Problem » Copy all lines of the listing that include the string "dormer".

Given data »
------------
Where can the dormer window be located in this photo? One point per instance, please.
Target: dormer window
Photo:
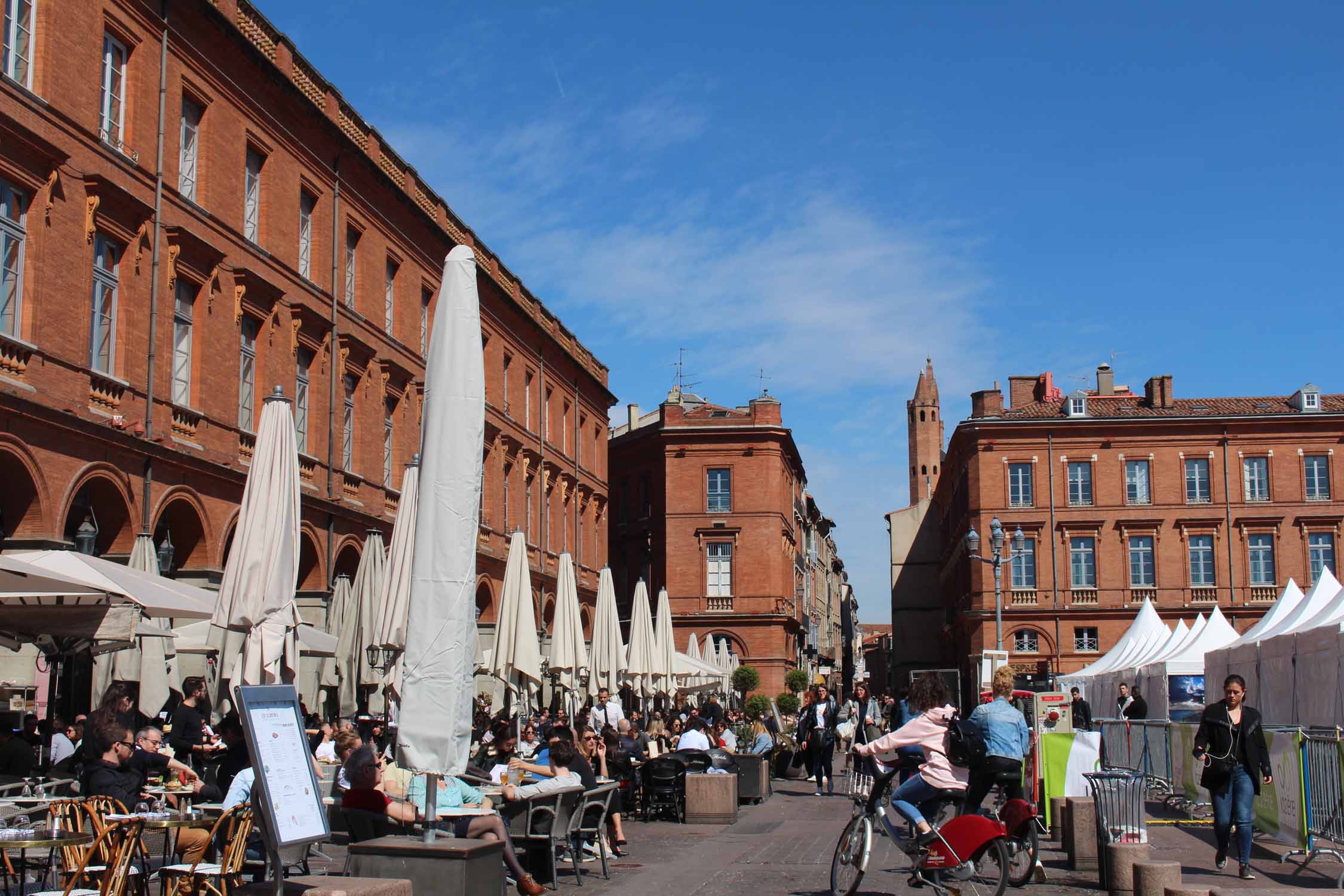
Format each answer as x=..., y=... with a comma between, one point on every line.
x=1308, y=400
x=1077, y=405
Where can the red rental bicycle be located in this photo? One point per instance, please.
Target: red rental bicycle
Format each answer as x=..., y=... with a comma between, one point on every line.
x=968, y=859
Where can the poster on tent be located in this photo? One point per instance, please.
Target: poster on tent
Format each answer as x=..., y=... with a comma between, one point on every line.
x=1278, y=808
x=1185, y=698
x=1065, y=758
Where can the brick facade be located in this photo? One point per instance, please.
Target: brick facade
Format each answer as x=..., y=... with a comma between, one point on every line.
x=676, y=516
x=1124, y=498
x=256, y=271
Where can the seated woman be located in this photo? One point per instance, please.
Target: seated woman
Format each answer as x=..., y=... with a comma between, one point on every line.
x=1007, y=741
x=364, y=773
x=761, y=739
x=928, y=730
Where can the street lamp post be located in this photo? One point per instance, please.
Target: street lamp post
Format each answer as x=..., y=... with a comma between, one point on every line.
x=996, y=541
------------
Solution »
Where can the dormer window be located in this photo? One point per instance, please.
Target: dormer window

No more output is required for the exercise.